Information given >>
▬▬▬▬▬▬

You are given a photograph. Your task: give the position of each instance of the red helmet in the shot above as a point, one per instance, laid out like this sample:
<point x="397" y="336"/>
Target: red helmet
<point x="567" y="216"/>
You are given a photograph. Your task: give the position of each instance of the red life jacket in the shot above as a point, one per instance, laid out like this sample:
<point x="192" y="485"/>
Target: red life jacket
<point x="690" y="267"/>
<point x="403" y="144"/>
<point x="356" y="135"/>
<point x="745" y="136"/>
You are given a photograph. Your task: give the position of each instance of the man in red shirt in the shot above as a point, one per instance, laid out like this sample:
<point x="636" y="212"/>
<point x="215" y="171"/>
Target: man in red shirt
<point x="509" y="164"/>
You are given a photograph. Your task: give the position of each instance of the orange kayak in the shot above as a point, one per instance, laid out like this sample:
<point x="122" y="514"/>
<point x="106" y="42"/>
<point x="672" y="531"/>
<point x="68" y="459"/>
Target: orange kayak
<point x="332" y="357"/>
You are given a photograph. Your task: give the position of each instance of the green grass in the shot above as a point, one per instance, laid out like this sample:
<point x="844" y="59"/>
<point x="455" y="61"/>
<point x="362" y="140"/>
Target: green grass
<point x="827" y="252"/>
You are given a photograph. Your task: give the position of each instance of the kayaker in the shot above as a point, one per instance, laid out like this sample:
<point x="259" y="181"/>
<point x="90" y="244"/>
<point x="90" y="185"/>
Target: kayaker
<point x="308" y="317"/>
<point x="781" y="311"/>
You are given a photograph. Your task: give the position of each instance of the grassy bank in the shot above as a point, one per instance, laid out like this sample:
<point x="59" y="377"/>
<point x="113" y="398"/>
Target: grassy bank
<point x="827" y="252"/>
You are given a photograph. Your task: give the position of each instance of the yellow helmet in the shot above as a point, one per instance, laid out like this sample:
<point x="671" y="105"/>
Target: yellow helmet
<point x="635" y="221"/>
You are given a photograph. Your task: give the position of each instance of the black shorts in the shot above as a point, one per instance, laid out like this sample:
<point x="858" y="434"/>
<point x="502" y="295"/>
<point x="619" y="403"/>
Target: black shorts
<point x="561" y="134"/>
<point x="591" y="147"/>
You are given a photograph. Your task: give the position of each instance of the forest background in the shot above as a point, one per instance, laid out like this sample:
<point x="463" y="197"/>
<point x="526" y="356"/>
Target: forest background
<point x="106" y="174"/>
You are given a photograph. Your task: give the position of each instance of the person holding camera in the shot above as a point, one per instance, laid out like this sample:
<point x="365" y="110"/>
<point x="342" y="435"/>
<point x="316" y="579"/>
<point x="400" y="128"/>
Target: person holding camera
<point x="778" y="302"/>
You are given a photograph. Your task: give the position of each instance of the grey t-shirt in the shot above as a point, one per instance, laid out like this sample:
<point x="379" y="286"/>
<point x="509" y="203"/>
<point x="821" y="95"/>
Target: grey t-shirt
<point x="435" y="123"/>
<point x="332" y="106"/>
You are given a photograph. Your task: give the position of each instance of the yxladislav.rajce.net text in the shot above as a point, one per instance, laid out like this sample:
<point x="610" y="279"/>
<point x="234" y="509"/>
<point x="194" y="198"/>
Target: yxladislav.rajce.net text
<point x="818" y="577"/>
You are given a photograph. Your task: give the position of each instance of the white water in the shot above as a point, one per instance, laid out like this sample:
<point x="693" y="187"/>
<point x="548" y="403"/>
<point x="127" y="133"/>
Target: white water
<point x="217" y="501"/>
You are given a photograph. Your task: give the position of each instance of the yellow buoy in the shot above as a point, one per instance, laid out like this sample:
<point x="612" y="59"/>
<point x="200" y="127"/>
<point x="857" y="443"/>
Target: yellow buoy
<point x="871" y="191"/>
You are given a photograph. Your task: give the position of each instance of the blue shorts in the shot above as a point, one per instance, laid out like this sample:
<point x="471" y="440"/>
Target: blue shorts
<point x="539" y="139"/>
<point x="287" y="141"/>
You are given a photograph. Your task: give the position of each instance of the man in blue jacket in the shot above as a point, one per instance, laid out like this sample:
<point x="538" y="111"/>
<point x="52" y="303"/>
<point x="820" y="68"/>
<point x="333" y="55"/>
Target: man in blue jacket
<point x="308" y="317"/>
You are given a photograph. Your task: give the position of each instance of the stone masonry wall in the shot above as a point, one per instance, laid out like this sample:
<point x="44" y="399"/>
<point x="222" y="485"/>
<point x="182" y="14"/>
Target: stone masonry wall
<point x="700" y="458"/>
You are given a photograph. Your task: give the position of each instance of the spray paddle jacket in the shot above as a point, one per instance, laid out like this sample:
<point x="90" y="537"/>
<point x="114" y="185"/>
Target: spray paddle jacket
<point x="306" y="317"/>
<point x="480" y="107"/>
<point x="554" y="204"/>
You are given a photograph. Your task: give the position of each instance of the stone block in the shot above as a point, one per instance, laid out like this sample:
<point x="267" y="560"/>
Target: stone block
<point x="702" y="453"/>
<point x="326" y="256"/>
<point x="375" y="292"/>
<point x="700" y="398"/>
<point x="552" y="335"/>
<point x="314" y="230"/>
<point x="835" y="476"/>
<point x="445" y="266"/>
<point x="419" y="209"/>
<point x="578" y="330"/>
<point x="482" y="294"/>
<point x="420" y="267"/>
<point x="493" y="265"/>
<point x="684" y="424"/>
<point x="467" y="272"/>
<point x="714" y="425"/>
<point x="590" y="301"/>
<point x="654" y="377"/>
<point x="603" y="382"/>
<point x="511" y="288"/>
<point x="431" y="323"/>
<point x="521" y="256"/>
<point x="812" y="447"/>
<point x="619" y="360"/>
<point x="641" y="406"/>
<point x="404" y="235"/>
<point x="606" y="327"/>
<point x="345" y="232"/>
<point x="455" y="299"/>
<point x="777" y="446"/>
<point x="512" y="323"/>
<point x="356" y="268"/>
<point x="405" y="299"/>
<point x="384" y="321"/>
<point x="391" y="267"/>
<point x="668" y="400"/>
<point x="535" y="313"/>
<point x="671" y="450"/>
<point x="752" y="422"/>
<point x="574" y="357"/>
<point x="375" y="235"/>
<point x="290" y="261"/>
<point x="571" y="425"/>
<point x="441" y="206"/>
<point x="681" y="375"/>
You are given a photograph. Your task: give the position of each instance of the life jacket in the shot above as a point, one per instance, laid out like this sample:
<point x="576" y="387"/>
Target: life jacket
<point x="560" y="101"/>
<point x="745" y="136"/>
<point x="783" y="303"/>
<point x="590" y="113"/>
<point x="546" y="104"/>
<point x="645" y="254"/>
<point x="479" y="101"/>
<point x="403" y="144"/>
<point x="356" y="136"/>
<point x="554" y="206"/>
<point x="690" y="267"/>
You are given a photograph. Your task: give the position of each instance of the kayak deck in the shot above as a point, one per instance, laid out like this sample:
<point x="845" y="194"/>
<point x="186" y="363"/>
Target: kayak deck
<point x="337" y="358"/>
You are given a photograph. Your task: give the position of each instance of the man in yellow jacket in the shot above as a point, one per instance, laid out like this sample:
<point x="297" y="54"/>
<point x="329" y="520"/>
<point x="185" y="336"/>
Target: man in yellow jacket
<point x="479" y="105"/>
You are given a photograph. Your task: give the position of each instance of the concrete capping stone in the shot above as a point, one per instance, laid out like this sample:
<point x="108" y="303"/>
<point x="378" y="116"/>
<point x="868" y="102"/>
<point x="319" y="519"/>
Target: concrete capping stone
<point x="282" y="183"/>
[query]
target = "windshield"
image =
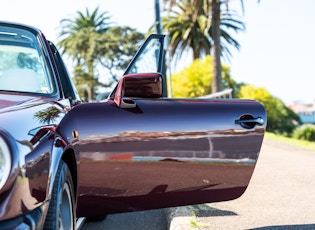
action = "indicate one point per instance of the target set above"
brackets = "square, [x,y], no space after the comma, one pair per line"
[22,66]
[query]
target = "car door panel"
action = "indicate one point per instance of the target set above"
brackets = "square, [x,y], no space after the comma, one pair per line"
[164,152]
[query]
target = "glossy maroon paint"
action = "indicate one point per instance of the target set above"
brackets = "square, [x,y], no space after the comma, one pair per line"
[156,153]
[163,153]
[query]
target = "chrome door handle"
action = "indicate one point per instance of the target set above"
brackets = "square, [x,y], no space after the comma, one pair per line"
[257,121]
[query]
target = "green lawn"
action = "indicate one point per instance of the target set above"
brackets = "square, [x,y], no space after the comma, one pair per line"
[304,144]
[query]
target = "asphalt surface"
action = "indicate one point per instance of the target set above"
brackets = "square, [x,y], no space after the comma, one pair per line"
[281,195]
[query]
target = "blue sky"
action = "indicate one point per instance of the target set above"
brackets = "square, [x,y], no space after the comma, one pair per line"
[277,47]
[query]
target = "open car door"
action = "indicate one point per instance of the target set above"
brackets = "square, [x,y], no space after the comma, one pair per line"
[140,151]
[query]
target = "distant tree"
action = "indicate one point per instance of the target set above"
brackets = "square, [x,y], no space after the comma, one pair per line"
[116,49]
[194,80]
[79,40]
[281,119]
[204,27]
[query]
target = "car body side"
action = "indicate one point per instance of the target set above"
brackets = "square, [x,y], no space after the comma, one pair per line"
[157,153]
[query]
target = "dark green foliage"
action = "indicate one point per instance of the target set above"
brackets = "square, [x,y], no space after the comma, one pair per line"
[305,132]
[281,119]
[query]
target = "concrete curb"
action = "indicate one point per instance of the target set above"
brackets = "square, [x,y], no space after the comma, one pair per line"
[179,218]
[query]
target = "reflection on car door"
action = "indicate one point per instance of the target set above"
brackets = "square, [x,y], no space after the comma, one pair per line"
[164,152]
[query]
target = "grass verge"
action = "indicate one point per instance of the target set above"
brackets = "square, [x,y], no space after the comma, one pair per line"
[300,143]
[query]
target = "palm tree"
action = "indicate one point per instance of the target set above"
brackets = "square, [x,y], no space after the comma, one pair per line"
[79,41]
[212,21]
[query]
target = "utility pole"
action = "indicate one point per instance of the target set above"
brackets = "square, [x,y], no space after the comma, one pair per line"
[158,27]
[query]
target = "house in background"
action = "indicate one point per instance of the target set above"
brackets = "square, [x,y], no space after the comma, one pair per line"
[306,112]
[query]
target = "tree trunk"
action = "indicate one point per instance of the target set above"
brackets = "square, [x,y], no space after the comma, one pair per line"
[216,48]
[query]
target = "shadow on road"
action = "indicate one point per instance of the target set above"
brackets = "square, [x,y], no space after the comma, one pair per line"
[288,227]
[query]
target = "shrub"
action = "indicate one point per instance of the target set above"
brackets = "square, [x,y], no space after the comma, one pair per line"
[305,132]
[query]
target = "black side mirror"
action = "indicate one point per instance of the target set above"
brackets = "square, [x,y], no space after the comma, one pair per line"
[144,85]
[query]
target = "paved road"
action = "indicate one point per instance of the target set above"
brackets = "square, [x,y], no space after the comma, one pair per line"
[281,195]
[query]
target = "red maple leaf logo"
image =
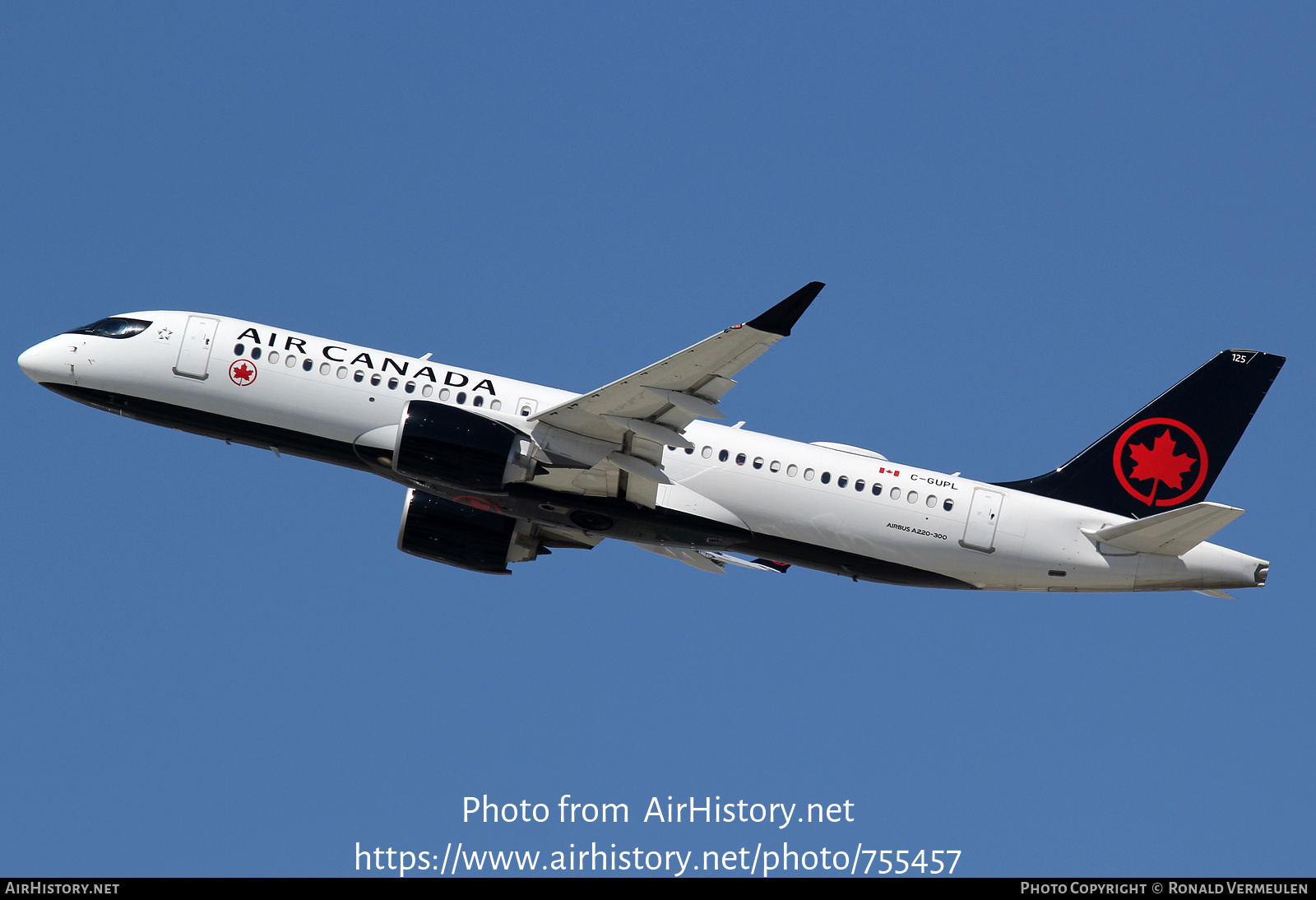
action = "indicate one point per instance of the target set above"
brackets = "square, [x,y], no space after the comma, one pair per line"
[1160,463]
[241,373]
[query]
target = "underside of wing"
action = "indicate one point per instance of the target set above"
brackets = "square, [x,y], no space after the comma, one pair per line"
[609,443]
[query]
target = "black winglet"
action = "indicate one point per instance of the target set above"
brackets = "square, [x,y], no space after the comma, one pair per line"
[780,318]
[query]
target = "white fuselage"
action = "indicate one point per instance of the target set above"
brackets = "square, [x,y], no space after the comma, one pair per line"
[984,535]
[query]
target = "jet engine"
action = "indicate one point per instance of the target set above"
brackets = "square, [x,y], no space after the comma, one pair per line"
[447,531]
[453,447]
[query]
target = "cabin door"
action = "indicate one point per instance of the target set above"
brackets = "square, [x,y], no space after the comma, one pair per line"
[194,355]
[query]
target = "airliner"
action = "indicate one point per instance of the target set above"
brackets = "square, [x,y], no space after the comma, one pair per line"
[502,471]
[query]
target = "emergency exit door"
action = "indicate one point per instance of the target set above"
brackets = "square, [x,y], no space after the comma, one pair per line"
[194,355]
[984,515]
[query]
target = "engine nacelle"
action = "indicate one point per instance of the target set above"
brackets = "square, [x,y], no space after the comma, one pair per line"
[438,443]
[447,531]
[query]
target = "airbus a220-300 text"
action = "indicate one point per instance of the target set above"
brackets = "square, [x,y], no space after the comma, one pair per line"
[500,471]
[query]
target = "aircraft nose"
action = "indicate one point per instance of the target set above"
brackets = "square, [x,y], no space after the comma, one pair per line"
[39,362]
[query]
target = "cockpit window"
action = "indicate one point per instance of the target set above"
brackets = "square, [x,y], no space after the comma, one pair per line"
[114,327]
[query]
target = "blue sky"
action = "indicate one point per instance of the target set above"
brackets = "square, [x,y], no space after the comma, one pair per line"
[1031,217]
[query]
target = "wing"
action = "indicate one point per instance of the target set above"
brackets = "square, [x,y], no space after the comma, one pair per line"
[619,430]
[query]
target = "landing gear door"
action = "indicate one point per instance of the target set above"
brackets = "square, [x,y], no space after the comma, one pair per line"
[194,355]
[984,516]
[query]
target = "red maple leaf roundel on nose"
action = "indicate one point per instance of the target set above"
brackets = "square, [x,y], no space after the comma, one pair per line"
[243,373]
[1160,457]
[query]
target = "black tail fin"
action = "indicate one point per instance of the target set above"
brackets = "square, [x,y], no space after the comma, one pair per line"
[1170,452]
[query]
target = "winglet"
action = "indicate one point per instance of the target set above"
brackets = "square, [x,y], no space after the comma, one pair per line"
[780,318]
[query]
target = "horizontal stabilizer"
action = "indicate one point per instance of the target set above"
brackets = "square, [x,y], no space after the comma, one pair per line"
[688,557]
[1169,533]
[728,559]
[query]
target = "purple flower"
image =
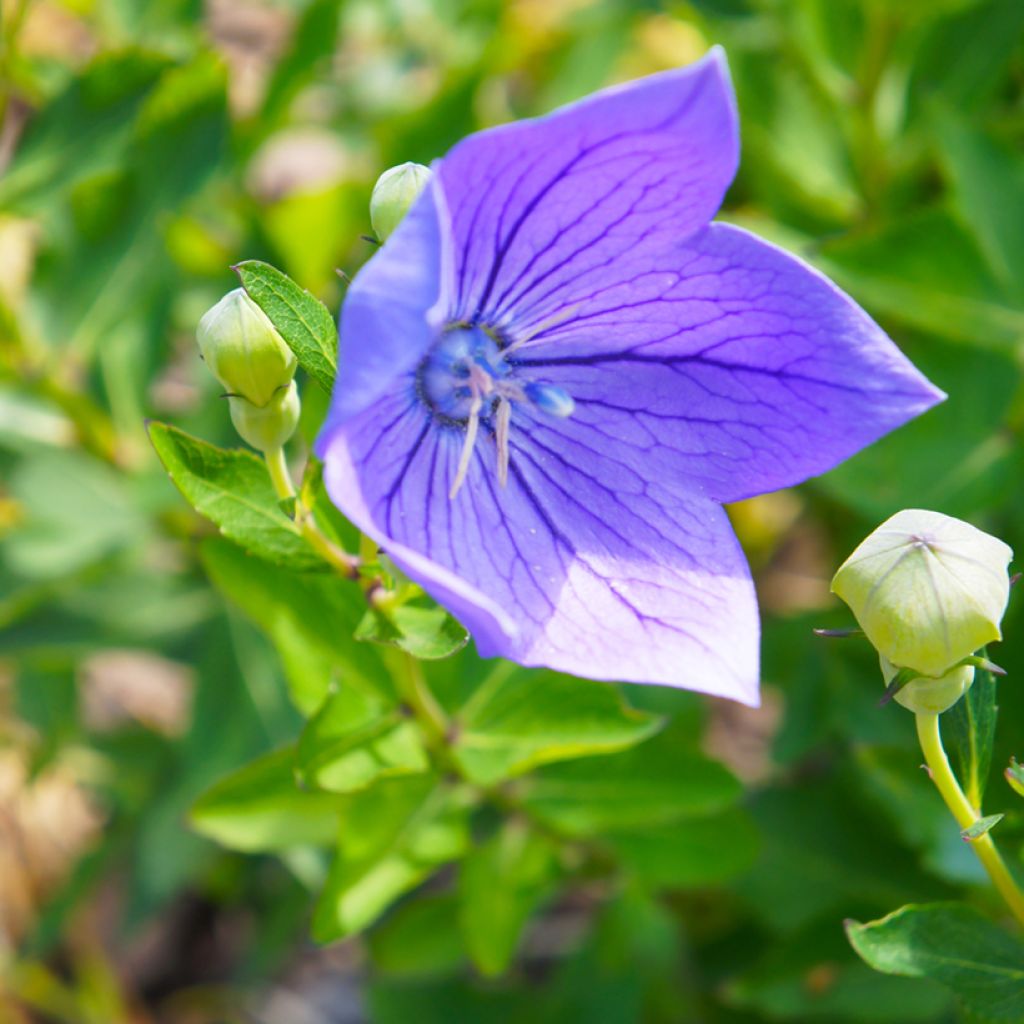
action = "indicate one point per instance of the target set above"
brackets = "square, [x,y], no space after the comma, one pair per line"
[557,369]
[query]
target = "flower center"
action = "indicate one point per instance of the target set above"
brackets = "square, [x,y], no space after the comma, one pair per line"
[467,378]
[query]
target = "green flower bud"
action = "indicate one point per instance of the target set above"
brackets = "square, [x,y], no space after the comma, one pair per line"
[268,426]
[244,351]
[928,695]
[393,195]
[928,590]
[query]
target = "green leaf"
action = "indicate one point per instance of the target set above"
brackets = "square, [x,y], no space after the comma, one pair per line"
[690,853]
[987,179]
[303,322]
[1015,776]
[821,855]
[970,731]
[428,633]
[77,511]
[310,619]
[981,826]
[393,836]
[656,782]
[232,488]
[501,884]
[516,720]
[355,738]
[84,130]
[927,271]
[815,977]
[421,938]
[953,944]
[260,808]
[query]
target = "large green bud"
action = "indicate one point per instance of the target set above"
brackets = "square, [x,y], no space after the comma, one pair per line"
[928,590]
[244,351]
[393,195]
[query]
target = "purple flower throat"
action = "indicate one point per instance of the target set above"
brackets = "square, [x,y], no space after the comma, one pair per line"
[470,377]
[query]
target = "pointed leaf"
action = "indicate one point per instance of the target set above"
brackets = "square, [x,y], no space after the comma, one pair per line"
[656,782]
[393,836]
[304,323]
[981,826]
[515,721]
[954,945]
[231,487]
[501,884]
[309,617]
[970,731]
[428,633]
[260,807]
[354,738]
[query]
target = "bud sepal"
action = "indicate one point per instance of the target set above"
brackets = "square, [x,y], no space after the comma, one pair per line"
[269,426]
[393,196]
[244,350]
[928,590]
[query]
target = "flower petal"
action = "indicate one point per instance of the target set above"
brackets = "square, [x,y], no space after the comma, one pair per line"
[391,311]
[539,205]
[731,370]
[554,568]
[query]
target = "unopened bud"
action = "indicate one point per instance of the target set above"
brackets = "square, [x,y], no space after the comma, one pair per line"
[393,196]
[268,426]
[244,351]
[928,590]
[924,694]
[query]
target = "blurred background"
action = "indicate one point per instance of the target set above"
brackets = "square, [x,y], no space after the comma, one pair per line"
[144,147]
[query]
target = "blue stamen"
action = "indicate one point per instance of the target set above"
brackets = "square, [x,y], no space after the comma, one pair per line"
[551,399]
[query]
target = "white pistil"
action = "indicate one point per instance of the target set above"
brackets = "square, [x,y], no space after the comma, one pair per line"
[480,384]
[503,418]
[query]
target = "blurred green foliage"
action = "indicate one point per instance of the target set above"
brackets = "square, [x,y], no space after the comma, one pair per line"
[609,866]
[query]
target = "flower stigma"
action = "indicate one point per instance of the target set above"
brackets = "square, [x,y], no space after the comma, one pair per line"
[468,378]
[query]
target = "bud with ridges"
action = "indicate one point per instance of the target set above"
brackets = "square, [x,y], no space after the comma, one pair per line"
[269,426]
[928,590]
[393,196]
[244,350]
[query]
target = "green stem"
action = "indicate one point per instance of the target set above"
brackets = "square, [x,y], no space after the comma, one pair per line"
[966,815]
[342,561]
[280,477]
[425,706]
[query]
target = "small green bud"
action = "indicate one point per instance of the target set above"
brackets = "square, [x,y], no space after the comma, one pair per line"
[244,351]
[268,426]
[927,695]
[1015,776]
[393,195]
[928,590]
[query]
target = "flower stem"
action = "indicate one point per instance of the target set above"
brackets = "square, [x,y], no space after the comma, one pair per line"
[342,561]
[280,477]
[418,695]
[966,815]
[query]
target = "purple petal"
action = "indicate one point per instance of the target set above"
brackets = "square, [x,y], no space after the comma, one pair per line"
[539,207]
[734,370]
[392,310]
[557,568]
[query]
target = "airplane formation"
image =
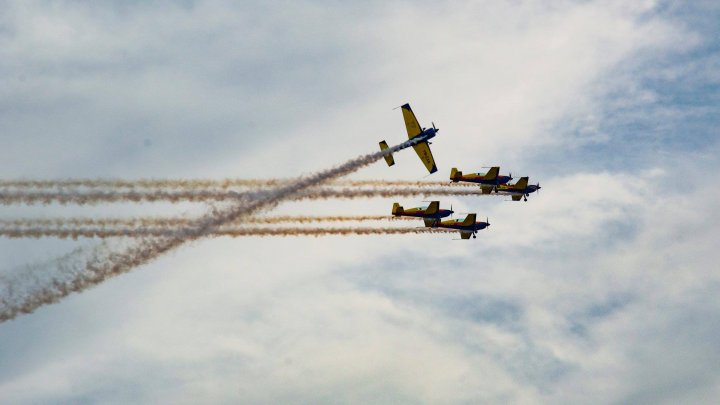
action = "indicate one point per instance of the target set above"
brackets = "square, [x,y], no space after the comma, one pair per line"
[490,181]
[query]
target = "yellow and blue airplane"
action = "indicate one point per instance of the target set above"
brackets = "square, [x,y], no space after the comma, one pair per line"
[419,137]
[521,189]
[432,214]
[488,181]
[468,227]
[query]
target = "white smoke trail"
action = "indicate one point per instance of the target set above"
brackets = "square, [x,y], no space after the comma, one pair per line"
[202,184]
[134,222]
[135,196]
[97,268]
[103,233]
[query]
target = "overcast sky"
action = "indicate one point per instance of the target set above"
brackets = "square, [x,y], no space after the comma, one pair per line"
[602,288]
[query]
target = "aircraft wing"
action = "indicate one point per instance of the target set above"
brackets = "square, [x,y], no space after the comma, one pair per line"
[521,184]
[433,208]
[469,220]
[423,151]
[411,124]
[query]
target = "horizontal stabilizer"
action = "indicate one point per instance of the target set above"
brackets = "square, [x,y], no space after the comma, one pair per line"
[423,151]
[397,209]
[521,184]
[455,174]
[388,158]
[433,208]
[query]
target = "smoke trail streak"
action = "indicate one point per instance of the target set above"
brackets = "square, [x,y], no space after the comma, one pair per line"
[98,269]
[135,222]
[98,197]
[194,184]
[75,233]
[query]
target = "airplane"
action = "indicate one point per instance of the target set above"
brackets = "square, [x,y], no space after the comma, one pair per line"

▬▬▬▬▬▬

Task objective >> Return every line of the data above that contains the string "aircraft", copying each line in full.

Output for this task >>
target = "aircraft nose"
target = "aircraft wing"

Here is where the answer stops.